INPUT MATERIAL:
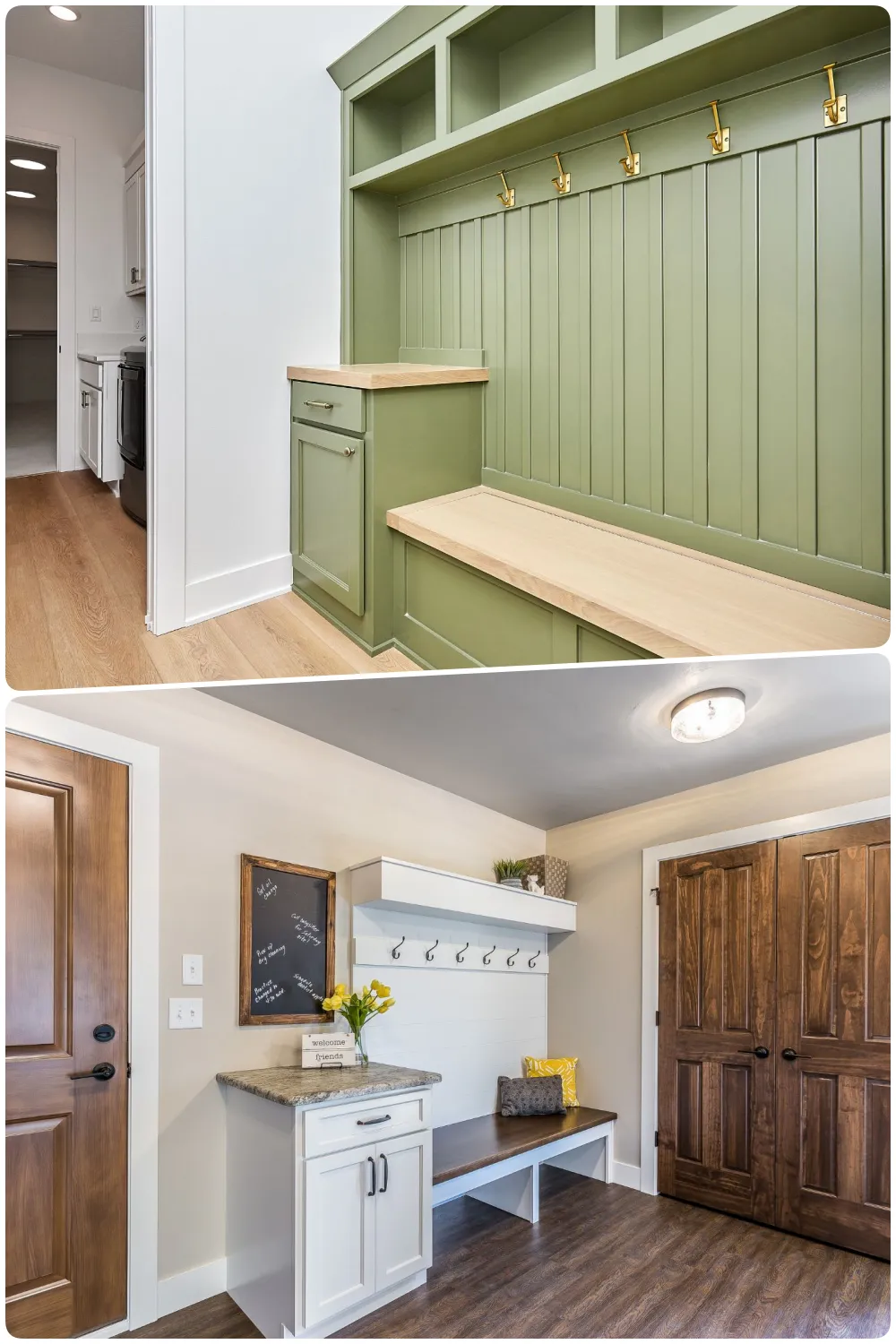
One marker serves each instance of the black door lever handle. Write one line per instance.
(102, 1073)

--

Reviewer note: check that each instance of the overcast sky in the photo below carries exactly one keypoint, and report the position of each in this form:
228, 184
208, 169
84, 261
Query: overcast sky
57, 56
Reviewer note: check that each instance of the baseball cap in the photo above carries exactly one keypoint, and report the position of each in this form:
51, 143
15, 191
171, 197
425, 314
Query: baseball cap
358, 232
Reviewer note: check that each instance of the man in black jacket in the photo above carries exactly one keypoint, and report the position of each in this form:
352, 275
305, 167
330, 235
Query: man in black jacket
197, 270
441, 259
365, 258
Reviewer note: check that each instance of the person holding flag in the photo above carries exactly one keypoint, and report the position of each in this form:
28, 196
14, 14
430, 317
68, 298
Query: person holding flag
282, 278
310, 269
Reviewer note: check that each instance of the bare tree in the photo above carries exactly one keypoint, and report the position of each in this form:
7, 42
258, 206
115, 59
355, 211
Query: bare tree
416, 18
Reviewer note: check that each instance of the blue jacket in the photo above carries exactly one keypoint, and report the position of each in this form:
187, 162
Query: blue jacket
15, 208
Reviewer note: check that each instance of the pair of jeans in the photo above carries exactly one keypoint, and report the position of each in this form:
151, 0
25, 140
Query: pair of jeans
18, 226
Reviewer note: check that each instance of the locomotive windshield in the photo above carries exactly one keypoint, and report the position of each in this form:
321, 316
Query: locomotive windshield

...

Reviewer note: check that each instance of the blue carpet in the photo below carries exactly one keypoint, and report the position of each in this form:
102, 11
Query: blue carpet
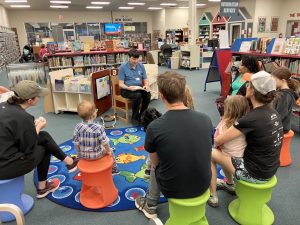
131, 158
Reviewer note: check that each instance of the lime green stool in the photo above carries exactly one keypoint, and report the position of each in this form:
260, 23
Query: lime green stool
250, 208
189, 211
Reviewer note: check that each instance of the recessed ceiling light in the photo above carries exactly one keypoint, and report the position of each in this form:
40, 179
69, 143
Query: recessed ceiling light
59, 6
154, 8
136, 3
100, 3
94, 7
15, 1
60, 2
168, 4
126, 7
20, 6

WORK TO COMPLETE: The string to find is "below"; copy every line of the listing that has it.

SOLUTION TO THIS PROBLEM:
Reviewer note: check that each instance of the overcast sky in the photo below carries exactly one keypoint, and report the position of each in this form:
Reviewer note: check that each instance of the blue carpet in the photo below carries exactly one keypoint, and report the position of each in this form:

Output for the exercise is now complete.